▶ **Requirements**
Copy each of the items below verbatim, line for line.

--- start of Information supplied ---

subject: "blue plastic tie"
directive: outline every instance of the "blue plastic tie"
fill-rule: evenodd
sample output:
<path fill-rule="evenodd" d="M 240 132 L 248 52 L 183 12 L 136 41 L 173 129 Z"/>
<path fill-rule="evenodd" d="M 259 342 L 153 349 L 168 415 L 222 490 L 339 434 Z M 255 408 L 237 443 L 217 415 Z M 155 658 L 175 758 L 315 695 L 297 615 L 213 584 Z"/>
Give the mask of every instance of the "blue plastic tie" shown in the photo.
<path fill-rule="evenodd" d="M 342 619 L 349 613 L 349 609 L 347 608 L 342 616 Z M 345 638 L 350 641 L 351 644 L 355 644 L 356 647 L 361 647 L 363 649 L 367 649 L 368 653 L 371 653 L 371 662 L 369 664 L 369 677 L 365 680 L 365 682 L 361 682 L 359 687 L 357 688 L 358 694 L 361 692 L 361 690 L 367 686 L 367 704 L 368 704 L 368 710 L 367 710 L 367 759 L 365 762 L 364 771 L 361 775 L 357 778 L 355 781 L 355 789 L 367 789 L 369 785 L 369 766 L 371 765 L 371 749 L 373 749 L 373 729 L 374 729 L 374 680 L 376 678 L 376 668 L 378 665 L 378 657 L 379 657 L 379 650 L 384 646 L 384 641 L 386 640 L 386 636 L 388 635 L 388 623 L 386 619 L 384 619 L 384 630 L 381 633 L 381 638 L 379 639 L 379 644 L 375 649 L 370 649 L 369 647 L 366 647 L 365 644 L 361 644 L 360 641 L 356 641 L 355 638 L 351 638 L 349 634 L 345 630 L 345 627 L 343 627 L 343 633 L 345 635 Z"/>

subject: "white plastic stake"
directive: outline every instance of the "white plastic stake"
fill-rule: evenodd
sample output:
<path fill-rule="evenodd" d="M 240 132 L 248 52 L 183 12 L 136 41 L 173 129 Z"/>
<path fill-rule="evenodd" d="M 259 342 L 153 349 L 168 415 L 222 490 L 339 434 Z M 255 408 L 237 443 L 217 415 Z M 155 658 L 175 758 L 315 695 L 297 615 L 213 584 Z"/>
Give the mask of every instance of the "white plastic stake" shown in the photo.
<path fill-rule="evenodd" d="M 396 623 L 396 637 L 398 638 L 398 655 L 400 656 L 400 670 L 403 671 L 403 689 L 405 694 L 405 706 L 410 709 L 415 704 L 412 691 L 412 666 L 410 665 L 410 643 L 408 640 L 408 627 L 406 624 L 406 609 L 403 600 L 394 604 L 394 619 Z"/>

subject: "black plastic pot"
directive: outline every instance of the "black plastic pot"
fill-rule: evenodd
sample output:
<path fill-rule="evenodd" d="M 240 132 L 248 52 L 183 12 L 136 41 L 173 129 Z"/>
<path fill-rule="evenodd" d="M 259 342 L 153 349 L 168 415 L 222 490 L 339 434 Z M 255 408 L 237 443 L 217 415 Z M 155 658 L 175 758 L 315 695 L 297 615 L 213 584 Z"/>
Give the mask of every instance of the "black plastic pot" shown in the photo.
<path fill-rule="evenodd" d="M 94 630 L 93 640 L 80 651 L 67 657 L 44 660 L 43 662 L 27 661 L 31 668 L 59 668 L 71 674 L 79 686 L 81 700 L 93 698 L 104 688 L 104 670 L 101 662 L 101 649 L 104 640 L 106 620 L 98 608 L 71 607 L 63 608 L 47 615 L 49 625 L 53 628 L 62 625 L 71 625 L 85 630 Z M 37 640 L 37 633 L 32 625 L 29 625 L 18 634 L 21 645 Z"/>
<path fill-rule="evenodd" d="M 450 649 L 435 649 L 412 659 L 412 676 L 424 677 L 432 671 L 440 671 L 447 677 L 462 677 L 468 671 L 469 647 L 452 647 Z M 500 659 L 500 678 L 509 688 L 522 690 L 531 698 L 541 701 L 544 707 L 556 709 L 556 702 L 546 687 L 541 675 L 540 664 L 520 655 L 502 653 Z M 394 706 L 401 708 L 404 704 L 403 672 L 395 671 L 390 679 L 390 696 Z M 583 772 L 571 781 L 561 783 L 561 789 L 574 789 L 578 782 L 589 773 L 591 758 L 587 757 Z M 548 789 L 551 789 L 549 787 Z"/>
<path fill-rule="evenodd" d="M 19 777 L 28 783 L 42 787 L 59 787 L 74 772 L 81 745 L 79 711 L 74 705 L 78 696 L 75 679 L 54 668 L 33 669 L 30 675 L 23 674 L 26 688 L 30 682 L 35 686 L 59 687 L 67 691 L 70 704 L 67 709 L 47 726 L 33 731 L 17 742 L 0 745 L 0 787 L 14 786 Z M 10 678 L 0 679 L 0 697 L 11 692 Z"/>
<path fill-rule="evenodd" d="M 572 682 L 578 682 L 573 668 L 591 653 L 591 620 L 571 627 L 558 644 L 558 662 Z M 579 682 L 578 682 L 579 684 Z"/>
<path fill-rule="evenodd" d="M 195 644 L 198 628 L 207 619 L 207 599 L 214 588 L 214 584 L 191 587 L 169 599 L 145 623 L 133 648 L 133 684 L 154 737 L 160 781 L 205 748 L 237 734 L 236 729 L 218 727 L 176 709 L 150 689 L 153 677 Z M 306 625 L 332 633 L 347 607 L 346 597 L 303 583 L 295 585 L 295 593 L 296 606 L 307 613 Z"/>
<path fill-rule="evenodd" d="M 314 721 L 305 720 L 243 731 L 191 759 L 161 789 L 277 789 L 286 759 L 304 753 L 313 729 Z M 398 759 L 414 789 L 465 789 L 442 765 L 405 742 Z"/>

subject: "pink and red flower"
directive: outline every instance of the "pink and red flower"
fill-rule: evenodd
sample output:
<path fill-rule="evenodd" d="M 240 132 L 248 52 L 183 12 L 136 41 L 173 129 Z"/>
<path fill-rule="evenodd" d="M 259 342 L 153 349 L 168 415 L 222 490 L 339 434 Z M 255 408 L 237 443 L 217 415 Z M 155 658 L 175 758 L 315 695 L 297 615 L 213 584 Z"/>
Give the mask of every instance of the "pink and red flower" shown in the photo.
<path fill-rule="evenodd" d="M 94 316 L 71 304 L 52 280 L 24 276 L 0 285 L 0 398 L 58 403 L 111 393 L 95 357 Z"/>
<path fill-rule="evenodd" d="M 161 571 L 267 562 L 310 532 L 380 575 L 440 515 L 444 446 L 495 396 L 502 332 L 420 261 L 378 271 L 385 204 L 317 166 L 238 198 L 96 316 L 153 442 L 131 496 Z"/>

--- end of Information supplied ---

▶ **Result of the exercise**
subject: "blue plastic tie"
directive: outline every instance of the "blue plastic tie"
fill-rule: evenodd
sample output:
<path fill-rule="evenodd" d="M 240 132 L 248 52 L 183 12 L 136 41 L 173 129 Z"/>
<path fill-rule="evenodd" d="M 259 342 L 153 349 L 168 415 L 222 490 L 339 434 Z M 255 408 L 237 443 L 217 415 Z M 155 658 L 175 758 L 315 695 L 297 615 L 213 584 Z"/>
Give the mask of every instance of the "blue plastic tie" shown in the photo.
<path fill-rule="evenodd" d="M 342 619 L 349 613 L 349 609 L 347 608 L 342 616 Z M 345 638 L 350 641 L 351 644 L 355 644 L 356 647 L 361 647 L 363 649 L 367 649 L 368 653 L 371 653 L 371 662 L 369 664 L 369 677 L 365 680 L 365 682 L 361 682 L 359 687 L 357 688 L 358 694 L 361 692 L 361 690 L 367 686 L 367 704 L 368 704 L 368 710 L 367 710 L 367 759 L 365 762 L 364 771 L 361 775 L 357 778 L 355 781 L 355 789 L 367 789 L 369 785 L 369 766 L 371 765 L 371 749 L 373 749 L 373 729 L 374 729 L 374 680 L 376 678 L 376 668 L 378 665 L 378 657 L 379 657 L 379 650 L 384 646 L 384 641 L 386 640 L 386 636 L 388 635 L 388 623 L 386 619 L 384 619 L 384 630 L 381 633 L 381 638 L 379 639 L 379 644 L 375 649 L 370 649 L 369 647 L 366 647 L 365 644 L 361 644 L 360 641 L 356 641 L 355 638 L 351 638 L 349 634 L 345 630 L 345 627 L 343 627 L 343 633 L 345 635 Z"/>

subject: "white plastic stake"
directive: outline every instance of the "white plastic stake"
fill-rule: evenodd
sample output:
<path fill-rule="evenodd" d="M 240 132 L 248 52 L 183 12 L 136 41 L 173 129 Z"/>
<path fill-rule="evenodd" d="M 259 342 L 153 349 L 168 415 L 222 490 L 339 434 Z M 255 408 L 237 443 L 217 415 Z M 155 658 L 175 758 L 315 695 L 297 615 L 213 584 Z"/>
Give the mask of every instance of the "white plastic stake" shown in the photo.
<path fill-rule="evenodd" d="M 396 623 L 396 637 L 398 638 L 398 655 L 400 656 L 400 670 L 403 671 L 403 689 L 405 694 L 405 706 L 410 709 L 415 704 L 412 691 L 412 666 L 410 665 L 410 643 L 408 640 L 408 627 L 406 624 L 406 609 L 403 600 L 394 604 L 394 619 Z"/>

subject: "black plastic pot"
directive: outline every instance of the "black plastic pot"
fill-rule: evenodd
sample output:
<path fill-rule="evenodd" d="M 240 132 L 248 52 L 183 12 L 136 41 L 173 129 Z"/>
<path fill-rule="evenodd" d="M 259 342 L 153 349 L 168 415 L 222 490 L 339 434 Z M 255 408 L 237 443 L 217 415 Z M 155 658 L 175 758 L 315 695 L 297 615 L 213 584 Z"/>
Give the mask of every instance of the "black plastic pot" shown in the photo.
<path fill-rule="evenodd" d="M 94 630 L 93 640 L 80 651 L 67 657 L 44 660 L 43 662 L 27 661 L 31 668 L 59 668 L 71 674 L 79 686 L 81 700 L 93 698 L 104 688 L 104 670 L 101 662 L 101 649 L 104 640 L 106 620 L 98 608 L 71 607 L 63 608 L 47 615 L 49 625 L 53 628 L 62 625 L 71 625 L 85 630 Z M 37 640 L 37 633 L 32 625 L 29 625 L 18 634 L 21 645 Z"/>
<path fill-rule="evenodd" d="M 450 649 L 435 649 L 412 659 L 412 676 L 424 677 L 432 671 L 440 671 L 447 677 L 462 677 L 468 671 L 469 647 L 452 647 Z M 500 659 L 500 678 L 509 688 L 522 690 L 531 698 L 541 701 L 544 707 L 556 709 L 556 702 L 546 687 L 541 675 L 540 664 L 520 655 L 502 653 Z M 394 706 L 401 708 L 404 704 L 403 672 L 395 671 L 390 679 L 390 696 Z M 583 772 L 571 781 L 561 783 L 561 789 L 574 789 L 578 782 L 589 773 L 591 758 L 587 757 Z M 548 789 L 551 789 L 549 787 Z"/>
<path fill-rule="evenodd" d="M 19 777 L 28 783 L 42 787 L 59 787 L 74 772 L 81 745 L 79 711 L 74 705 L 78 696 L 75 679 L 54 668 L 33 669 L 30 675 L 23 674 L 26 688 L 30 682 L 35 686 L 59 687 L 67 691 L 70 704 L 67 709 L 47 726 L 33 731 L 17 742 L 0 745 L 0 787 L 14 786 Z M 10 678 L 0 679 L 0 697 L 11 692 Z"/>
<path fill-rule="evenodd" d="M 572 682 L 578 682 L 573 668 L 591 653 L 591 620 L 571 627 L 558 644 L 558 662 Z M 579 682 L 578 682 L 579 684 Z"/>
<path fill-rule="evenodd" d="M 195 644 L 198 628 L 207 619 L 207 599 L 214 588 L 214 584 L 191 587 L 169 599 L 145 623 L 133 648 L 133 684 L 154 737 L 160 781 L 205 748 L 237 734 L 236 729 L 218 727 L 176 709 L 150 689 L 153 677 Z M 306 625 L 332 633 L 347 607 L 346 597 L 303 583 L 295 585 L 295 593 L 296 606 L 307 613 Z"/>
<path fill-rule="evenodd" d="M 314 721 L 305 720 L 243 731 L 191 759 L 161 789 L 277 789 L 286 759 L 304 753 L 313 729 Z M 398 759 L 414 789 L 465 789 L 442 765 L 405 742 Z"/>

subject: "pink and red flower"
directive: outline every instance of the "pink and red flower"
fill-rule: evenodd
sample output:
<path fill-rule="evenodd" d="M 240 132 L 248 52 L 183 12 L 136 41 L 173 129 Z"/>
<path fill-rule="evenodd" d="M 259 342 L 153 349 L 168 415 L 222 490 L 339 434 Z M 255 408 L 237 443 L 217 415 Z M 155 658 L 175 758 L 315 695 L 297 615 L 213 584 Z"/>
Give the mask of every instance of the "pink and red flower" shown in the photo.
<path fill-rule="evenodd" d="M 94 316 L 71 304 L 52 280 L 24 276 L 0 285 L 0 398 L 58 403 L 111 393 L 95 357 Z"/>
<path fill-rule="evenodd" d="M 161 571 L 267 562 L 310 532 L 380 575 L 440 515 L 444 446 L 495 396 L 502 332 L 420 261 L 378 271 L 385 204 L 317 166 L 238 198 L 96 316 L 153 442 L 131 496 Z"/>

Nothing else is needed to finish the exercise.